■ Consegna
Inserisci in una tabella Markdown le righe delle voci riportate qui sotto, dalla riga che contiene "spare tire on" fino alla fine delle voci, estremi inclusi, escludendo le righe vuote. Usa due colonne, "Numero" per il numero progressivo di riga e "Voce" per il testo della riga.

(Estratto da un dataset)
+ + + + + + +
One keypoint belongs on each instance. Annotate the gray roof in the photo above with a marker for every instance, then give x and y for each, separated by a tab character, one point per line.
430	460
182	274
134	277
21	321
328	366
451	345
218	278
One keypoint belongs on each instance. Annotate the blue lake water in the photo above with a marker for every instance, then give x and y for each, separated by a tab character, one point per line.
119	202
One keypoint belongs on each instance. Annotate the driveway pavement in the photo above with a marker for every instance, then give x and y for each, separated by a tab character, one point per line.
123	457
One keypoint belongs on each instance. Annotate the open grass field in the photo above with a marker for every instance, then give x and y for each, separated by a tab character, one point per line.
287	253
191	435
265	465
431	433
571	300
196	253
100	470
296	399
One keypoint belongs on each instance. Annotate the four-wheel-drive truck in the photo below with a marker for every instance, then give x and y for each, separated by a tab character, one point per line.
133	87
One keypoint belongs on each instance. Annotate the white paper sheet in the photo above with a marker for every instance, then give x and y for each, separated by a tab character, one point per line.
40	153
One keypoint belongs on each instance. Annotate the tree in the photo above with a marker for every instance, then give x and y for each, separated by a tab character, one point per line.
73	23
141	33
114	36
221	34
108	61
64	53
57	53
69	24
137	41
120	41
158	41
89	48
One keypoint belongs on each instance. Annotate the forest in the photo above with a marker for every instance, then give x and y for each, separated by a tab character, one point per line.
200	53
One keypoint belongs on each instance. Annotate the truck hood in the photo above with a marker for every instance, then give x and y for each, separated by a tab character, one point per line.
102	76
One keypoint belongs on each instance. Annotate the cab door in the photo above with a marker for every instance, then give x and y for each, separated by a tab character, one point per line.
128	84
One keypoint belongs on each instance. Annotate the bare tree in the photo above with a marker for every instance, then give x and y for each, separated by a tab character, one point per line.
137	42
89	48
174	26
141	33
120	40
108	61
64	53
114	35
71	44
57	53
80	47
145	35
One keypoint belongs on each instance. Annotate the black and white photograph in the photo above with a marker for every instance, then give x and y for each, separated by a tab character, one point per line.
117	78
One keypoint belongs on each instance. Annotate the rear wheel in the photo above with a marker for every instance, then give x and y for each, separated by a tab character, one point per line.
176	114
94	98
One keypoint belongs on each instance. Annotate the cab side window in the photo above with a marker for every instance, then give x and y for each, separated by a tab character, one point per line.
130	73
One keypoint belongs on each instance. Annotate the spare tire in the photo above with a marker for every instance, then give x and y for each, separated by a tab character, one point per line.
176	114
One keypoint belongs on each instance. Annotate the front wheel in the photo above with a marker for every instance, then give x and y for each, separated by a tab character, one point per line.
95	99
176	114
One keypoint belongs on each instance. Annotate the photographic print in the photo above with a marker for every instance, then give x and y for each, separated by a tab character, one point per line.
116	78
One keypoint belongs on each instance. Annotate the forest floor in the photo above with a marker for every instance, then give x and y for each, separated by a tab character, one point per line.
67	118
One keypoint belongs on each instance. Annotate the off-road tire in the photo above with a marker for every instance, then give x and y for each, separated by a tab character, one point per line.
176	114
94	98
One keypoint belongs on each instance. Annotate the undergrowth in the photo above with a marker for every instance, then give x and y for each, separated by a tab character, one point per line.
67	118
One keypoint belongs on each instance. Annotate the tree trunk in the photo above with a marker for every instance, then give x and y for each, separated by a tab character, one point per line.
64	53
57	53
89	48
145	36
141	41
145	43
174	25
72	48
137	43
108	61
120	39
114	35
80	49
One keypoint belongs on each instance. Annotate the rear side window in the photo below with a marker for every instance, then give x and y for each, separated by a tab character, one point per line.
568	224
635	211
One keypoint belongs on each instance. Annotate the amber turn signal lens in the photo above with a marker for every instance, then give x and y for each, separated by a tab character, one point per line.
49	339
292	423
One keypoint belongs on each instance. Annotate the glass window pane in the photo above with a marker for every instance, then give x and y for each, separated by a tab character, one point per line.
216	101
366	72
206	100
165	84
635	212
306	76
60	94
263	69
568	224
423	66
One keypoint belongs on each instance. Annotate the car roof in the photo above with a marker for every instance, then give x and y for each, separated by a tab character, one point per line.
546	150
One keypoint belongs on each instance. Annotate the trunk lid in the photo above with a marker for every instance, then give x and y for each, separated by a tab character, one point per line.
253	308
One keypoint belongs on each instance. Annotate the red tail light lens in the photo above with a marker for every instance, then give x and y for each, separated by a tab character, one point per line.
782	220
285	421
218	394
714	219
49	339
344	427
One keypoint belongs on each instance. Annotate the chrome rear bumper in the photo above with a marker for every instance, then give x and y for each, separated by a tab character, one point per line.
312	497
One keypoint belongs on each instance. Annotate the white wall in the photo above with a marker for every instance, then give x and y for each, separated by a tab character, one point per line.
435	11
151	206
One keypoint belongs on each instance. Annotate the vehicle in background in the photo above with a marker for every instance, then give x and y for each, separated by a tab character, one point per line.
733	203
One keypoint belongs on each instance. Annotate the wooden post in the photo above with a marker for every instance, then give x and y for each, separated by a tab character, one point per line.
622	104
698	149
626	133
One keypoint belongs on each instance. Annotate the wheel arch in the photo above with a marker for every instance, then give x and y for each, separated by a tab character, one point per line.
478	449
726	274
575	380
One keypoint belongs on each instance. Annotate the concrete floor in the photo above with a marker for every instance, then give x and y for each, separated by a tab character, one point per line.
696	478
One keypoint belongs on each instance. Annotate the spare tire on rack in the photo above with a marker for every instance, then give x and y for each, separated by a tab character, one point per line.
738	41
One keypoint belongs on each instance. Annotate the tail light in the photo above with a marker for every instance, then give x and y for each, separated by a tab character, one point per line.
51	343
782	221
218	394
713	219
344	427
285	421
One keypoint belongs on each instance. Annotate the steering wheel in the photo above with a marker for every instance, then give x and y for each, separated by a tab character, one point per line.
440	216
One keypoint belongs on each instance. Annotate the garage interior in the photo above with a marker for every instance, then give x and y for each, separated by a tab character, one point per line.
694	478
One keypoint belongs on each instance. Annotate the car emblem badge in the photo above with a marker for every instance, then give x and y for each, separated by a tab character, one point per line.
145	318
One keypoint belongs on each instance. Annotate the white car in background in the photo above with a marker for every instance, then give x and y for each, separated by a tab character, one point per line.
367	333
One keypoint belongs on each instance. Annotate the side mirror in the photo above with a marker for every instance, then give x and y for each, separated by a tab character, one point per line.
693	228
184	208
+ + + + + + +
■ Soluzione
| Numero | Voce |
|---|---|
| 1 | One keypoint belongs on each instance. Annotate the spare tire on rack in the photo above with a marker for every instance, then give x and y for each, separated by a tab character, one point per line. |
| 2 | 738	41 |
| 3 | One keypoint belongs on each instance. Annotate the tail light in the photo above with a marker for every instance, then give x and y for each, separated by a tab character, one point per line. |
| 4 | 51	343 |
| 5 | 782	221 |
| 6 | 218	394 |
| 7 | 713	219 |
| 8 | 344	427 |
| 9 | 285	421 |
| 10 | One keypoint belongs on each instance. Annotate the steering wheel in the photo above with a marker for every instance, then give x and y for each, separated by a tab character, one point per line. |
| 11 | 440	216 |
| 12 | One keypoint belongs on each instance. Annotate the garage interior in the photo above with a marker for every instance, then give x and y for each, separated by a tab character, one point per line. |
| 13 | 694	478 |
| 14 | One keypoint belongs on each instance. Annotate the car emblem badge in the photo above with a marker for every instance, then give x and y for each, separated by a tab character, one point per line. |
| 15 | 145	318 |
| 16 | One keypoint belongs on each instance. Annotate the white car in background in the photo above with a marker for every instance, then give x and y for each, separated by a tab character, one point per line. |
| 17 | 367	333 |
| 18 | One keypoint belongs on each instance. Annotate the side mirror in the photo above with a marker for every instance, then give x and y for each, separated by a tab character, one point per line. |
| 19 | 693	228 |
| 20 | 184	208 |